EXERCISE OBJECTIVE. Exactly transcribe the line that holds "pillar in the image above." and every remaining line of the records, up to and including the final one, with nothing else.

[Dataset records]
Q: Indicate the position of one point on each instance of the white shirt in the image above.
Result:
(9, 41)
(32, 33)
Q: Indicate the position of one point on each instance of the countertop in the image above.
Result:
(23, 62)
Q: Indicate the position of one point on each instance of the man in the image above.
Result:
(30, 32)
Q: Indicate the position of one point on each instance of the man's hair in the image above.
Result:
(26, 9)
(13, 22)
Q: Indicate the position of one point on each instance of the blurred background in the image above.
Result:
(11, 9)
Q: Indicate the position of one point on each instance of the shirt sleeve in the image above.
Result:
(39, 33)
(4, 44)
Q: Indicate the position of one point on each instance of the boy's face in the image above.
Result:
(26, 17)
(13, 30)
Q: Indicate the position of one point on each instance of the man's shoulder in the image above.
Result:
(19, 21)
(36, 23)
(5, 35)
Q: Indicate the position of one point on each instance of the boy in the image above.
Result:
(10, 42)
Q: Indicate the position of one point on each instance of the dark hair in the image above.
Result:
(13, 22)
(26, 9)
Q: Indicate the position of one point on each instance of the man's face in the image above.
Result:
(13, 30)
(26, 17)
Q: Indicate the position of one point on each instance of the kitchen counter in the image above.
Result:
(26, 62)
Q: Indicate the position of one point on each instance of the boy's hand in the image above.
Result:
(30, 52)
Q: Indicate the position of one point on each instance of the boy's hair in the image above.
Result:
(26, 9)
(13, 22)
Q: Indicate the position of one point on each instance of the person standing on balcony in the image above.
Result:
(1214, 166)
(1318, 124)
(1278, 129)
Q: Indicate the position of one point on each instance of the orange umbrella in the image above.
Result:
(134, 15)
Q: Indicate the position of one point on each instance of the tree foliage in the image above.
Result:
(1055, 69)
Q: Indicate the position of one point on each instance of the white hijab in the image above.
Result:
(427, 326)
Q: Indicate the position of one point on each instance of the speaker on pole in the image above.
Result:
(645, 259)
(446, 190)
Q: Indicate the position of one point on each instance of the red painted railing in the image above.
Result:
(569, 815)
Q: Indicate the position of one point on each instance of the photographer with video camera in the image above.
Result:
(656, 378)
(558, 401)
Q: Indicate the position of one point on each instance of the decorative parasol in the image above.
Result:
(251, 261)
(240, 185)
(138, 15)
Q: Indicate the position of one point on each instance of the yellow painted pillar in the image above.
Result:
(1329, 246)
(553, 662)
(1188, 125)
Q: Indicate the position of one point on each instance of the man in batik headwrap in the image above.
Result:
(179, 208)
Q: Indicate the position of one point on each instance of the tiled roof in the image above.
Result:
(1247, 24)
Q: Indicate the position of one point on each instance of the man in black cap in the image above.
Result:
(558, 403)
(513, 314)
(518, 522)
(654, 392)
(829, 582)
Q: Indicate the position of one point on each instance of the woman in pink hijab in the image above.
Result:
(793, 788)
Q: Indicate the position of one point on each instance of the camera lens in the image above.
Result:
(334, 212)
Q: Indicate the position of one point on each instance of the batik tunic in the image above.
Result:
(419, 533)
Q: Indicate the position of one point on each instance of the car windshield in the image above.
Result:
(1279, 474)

EXERCISE RESULT.
Q: Indicate the position of one point on each instance of the yellow painted pillar in the image above.
Result:
(1329, 246)
(553, 662)
(1188, 125)
Q: Indicate the position of one point on each instance of the man in batik headwrap in the image above.
Result:
(179, 208)
Q: Indicate the position of one point on each instance of the tiled roof in the image above.
Result:
(1247, 24)
Q: Indicate the position of one point on each instance of the man in black cap in the image above.
Result:
(558, 403)
(513, 314)
(518, 522)
(654, 392)
(829, 582)
Q: Indicate the position of one point on each instance of the woman in pink hijab in the image above.
Result:
(793, 788)
Q: Indicate the position of one point on each instance of the camera lens in the image above.
Result:
(334, 212)
Q: Indicate the position of one point on each instance of the batik tunic in the image above.
Result:
(419, 533)
Q: Indicate the position of one point on each instance of the car windshield in the image above.
Result:
(1279, 474)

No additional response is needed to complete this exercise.